■ **Required action 1**: In the event summary on tea and wine, who hosted the round table in Spain?
■ **Required action 2**: Continue the event summary on tea and wine from the point where it stops.

■ **Provided text**:
Professor Guan Jianping, Professor of Zhejiang Agriculture and Forestry University and head of tea culture discipline, takes tea as the breakthrough point to explore “the role of human beings in the diversity of terroir”. The development of tea culture is closely related to the change of human culture. From the most primitive way of utilization, it gradually changed into food and drinking, and with the migration of human beings, more varieties were evolved according to the environment, so different production areas have their representative tea species.
The round table in Spain was hosted by Paolo Basso, the world’s champion sommelier. We invited two Spanish wine pioneers, Peter Sisseck owner of Pingus winery, and Álvaro Palacios owner of Álvaro Palacios winery. Starting from the past of Spanish wine, the two winemakers shared their innovations in the brewing process. Taking their own wine as an example, they detailed how to use appropriate wine making methods to tap the maximum potential of Spanish grape varieties.
Gaia Gaja, the co-owner of Gaja winery, and Ian D’agata, opened part of our Italian evening. As a winery that promotes the production area of Barbaresco to the world, Gaia introduced the characteristics, similarities and differences of Barolo and Barbaresco wines, as well as the good years in recent ten years, so that we can have a more profound and comprehensive understanding of Gaja winery.
This is followed by a conversation between Ian D’agata and the young owner of Sassicaia, Priscilla Incisa della Rocchetta. Starting from the history of the winery, Priscilla shows us the style and features of Bolgheri and the soil and climate shaping the wine style. Meanwhile, it focuses on the Castiglioncello vineyard which the winery is proud of.

■ **Listed records**:
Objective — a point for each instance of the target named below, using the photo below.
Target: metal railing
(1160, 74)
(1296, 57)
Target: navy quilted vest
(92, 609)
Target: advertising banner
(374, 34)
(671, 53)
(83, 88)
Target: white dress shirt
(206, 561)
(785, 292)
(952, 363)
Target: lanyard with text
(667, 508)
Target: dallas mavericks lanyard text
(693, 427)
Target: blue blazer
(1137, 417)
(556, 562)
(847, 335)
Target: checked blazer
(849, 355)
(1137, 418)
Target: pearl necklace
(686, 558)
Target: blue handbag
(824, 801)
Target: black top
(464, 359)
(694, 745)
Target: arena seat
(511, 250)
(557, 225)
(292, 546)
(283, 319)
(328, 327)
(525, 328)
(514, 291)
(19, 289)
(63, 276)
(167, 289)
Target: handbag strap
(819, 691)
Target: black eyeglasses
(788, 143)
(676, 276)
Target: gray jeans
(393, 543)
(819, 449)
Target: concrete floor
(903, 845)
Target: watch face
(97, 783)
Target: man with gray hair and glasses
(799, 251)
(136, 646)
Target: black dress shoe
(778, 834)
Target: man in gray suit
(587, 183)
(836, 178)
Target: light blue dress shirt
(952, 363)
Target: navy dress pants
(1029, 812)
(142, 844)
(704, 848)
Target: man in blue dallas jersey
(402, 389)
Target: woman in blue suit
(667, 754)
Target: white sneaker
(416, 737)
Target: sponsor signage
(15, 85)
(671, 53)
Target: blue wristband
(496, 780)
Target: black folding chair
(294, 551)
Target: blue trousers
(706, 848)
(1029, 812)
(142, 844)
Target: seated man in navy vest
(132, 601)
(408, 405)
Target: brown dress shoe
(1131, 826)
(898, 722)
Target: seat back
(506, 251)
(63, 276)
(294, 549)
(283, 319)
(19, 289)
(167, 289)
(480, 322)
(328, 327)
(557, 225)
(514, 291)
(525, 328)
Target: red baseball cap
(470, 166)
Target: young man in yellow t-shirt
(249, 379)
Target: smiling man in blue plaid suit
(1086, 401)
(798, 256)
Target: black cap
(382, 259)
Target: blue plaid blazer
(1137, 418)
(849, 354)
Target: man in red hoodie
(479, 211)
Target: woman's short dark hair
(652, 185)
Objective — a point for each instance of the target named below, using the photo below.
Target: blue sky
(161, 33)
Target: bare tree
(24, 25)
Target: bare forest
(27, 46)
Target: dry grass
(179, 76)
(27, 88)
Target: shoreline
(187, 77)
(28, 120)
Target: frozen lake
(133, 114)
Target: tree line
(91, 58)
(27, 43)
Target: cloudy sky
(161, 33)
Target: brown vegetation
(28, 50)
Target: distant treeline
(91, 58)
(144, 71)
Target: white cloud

■ **Written response 1**: Paolo Basso, the world's champion sommelier.

■ **Written response 2**:
Hosted by Ian D’agata, a wonderful round table of Italy was presented. Giampiero Bertolini, CEO of Biondi Santi, Alessandro Bindoci, commercial director of IL Poggione, and Daniele Zeffirini, cellar director of Fuligni winery, attended. Based on grape varieties and terroir, they introduced the role of “Human” in the brewing process, and led everyone to understand the mystery of BDM and understand its beauty more deeply.
Finally, Mr. Thibault Liger Belair, owner of the famous Burgundy winery and chairman of the Association Internationale des Terroirs, gave us a wonderful closing speech. First of all, he expressed his gratitude to the organizer of this Symposium — Tastespirit, and all the participants, including excellent oenologists, scientists, experts and every audience. In his speech, he said: “this year is a difficult year, but because of this, we have been able to slow down, return to our origin, return to nature and the earth, and hope to go to the scene next year to participate in the event.”
In addition to the full-fledged International Seminar on Terroir, the highly anticipated Top Terroir Wineries for Grand Tasting was successfully held on November 29. More than 150 famous wineries and nearly 400 fine wines were gathered at the tasting. Senior wine lovers, industry buyers, sommeliers and catering managers of famous restaurants and hotels, as well as high-quality distributors and retailers from all over the country participated in the grand wine show.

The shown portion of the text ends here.